* [Short task] Put each line of the material below into a numbered list, leaving out blank lines.

* [Entries]
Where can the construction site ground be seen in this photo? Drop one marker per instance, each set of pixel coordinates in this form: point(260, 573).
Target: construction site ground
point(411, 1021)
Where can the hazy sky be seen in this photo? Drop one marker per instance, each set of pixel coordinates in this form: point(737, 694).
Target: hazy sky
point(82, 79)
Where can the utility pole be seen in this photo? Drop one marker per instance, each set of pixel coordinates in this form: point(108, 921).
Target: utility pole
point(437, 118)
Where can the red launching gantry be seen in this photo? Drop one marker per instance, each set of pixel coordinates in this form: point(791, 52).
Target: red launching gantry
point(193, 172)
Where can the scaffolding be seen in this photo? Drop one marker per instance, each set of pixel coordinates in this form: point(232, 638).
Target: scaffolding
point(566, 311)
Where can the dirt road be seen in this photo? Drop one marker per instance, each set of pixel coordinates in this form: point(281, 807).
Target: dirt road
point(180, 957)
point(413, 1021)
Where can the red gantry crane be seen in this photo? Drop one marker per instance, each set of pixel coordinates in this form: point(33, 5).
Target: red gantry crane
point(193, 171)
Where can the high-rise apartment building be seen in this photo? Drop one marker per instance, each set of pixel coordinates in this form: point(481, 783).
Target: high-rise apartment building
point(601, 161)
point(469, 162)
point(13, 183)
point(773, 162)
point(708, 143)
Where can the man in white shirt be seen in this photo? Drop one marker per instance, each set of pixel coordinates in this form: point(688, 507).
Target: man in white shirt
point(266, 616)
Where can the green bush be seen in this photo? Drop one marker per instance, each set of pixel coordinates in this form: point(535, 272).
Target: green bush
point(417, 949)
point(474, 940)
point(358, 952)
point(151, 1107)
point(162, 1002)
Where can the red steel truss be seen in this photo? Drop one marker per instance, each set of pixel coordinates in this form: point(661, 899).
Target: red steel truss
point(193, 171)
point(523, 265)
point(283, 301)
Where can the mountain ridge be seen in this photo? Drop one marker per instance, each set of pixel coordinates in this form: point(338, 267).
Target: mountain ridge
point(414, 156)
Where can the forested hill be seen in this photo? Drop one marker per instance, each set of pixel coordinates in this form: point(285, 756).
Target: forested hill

* [Written reply]
1. Where can the construction site ground be seen in this photo? Drop one marker per instance, each set of pixel coordinates in this form: point(260, 573).
2. Target: construction site ground
3. point(411, 1021)
4. Where can the hazy sky be seen in this photo? Drop one marker per instance, each set of pixel coordinates in this form: point(737, 694).
5. Target: hazy sky
6. point(82, 79)
7. Where can the utility pole be seen in this photo? Drop one marker per instance, each set of pixel coordinates in this form: point(108, 921).
8. Target: utility pole
9. point(437, 118)
10. Where can the red launching gantry be seen in this photo? Drop one marker per instance, each set of pixel coordinates in this form: point(791, 52).
11. Target: red launching gantry
12. point(193, 172)
13. Where can the scaffolding be seen in this photo? Drop one marker per instance, each set of pixel coordinates in this form: point(232, 638).
14. Target: scaffolding
15. point(566, 311)
16. Where can the dirt road be seen in this photo? Drop one marker per instance, each set of pixel coordinates in this form: point(281, 807).
17. Target: dirt road
18. point(180, 957)
19. point(413, 1021)
20. Where can the red gantry crane be seen in this photo? Drop one marker per instance, each set of pixel coordinates in this form: point(33, 5).
21. Target: red gantry crane
22. point(193, 171)
23. Where can the high-rise apartment building be seen in this photo? Drop one marker per instance, each set of pixel coordinates in this form: point(481, 783).
24. Target: high-rise apartment building
25. point(601, 161)
26. point(469, 162)
27. point(13, 183)
28. point(773, 162)
29. point(708, 143)
30. Where can the man in white shirt be seen in this photo? Drop one marker per instance, each set of pixel coordinates in this form: point(688, 507).
31. Target: man in white shirt
32. point(266, 616)
33. Where can the green bush be seen in this photo? Drop one marker per instance, each set of pixel coordinates in this form: point(535, 272).
34. Target: green bush
35. point(417, 949)
36. point(474, 940)
37. point(358, 952)
38. point(151, 1107)
39. point(162, 1002)
40. Where can the red steel truss be seen in this photo? Drop one marker per instance, each set of pixel coordinates in this form: point(661, 899).
41. Target: red steel truss
42. point(193, 171)
43. point(523, 265)
44. point(283, 301)
45. Where can the mountain ridge be seen in this photo? Drop one marker per instance, each set of pixel coordinates in this form: point(338, 267).
46. Target: mountain ridge
47. point(414, 156)
48. Where can the forested hill be seen in this photo? Drop one marker per instance, each set of pixel coordinates in this form: point(285, 756).
49. Target: forested hill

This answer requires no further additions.